═══ Data section
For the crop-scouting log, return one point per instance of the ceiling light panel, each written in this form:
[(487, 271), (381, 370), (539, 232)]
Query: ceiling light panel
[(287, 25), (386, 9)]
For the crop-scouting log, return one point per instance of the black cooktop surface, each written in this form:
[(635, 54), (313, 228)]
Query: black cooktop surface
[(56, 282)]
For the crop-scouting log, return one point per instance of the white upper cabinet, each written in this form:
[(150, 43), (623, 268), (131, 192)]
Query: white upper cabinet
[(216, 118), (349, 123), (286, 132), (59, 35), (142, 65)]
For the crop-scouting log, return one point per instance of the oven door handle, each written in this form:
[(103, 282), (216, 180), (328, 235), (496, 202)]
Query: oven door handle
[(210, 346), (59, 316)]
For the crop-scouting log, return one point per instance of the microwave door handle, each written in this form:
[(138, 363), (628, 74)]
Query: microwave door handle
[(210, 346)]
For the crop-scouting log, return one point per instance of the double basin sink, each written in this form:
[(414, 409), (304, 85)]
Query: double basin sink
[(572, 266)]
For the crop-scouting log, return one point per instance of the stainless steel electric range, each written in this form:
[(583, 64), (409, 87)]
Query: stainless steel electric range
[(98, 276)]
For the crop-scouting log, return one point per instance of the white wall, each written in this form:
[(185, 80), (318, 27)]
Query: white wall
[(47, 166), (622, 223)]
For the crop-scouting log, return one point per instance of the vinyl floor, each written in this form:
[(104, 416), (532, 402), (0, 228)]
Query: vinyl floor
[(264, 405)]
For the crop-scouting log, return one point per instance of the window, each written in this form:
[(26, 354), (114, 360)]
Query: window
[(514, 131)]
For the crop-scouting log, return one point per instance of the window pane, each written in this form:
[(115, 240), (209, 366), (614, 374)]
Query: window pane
══════
■ Instructions to follow ■
Restate the records, all of them, precisely as written.

■ Task result ■
For the crop-scouting log, return one point per instance of the ceiling light panel, each written in this form:
[(487, 271), (381, 370), (539, 232)]
Query: ceiling light panel
[(287, 25), (386, 9)]
For the crop-scouting log, return one point per instance of the black cooktop surface, each written in this form:
[(635, 54), (313, 228)]
Query: black cooktop surface
[(56, 282)]
For the crop-scouting log, return one point per instance of the white upper cabinet, each written in this form:
[(150, 43), (623, 268), (131, 192)]
Query: white upper cabinet
[(216, 118), (349, 123), (286, 132), (59, 35), (142, 65)]
For the crop-scouting log, return one point per instance of the oven door handle, each written in this form:
[(103, 282), (216, 180), (328, 235), (496, 202)]
Query: oven door handle
[(210, 346), (59, 316)]
For the crop-scouting log, return one point per instance of the microwave door handle, each written in this form:
[(138, 363), (628, 74)]
Query: microwave door handle
[(210, 346)]
For the crop-scouting log, return one point per instance of the double basin sink, each written in this form:
[(414, 409), (304, 85)]
Query: double basin sink
[(572, 266)]
For the crop-scouting log, return one point per instance of the stainless steel electric range, each written in this form:
[(583, 64), (409, 87)]
Query: stainless steel electric range
[(98, 276)]
For the crop-scouting log, return one point per instance of the white wall, each written in this form:
[(185, 80), (318, 27)]
Query: white wall
[(47, 166), (622, 223)]
For the crop-scouting log, return one point per instance of the vinyl floor, each written in this form:
[(104, 416), (532, 402), (0, 228)]
Query: vinyl floor
[(264, 405)]
For the crop-scouting log, return one point per instance of the window, each written in this form:
[(26, 354), (114, 360)]
Query: window
[(514, 131)]
For the crop-scouting log, return one point per instance of the window pane, each written in this form:
[(115, 240), (209, 366), (614, 374)]
Query: window pane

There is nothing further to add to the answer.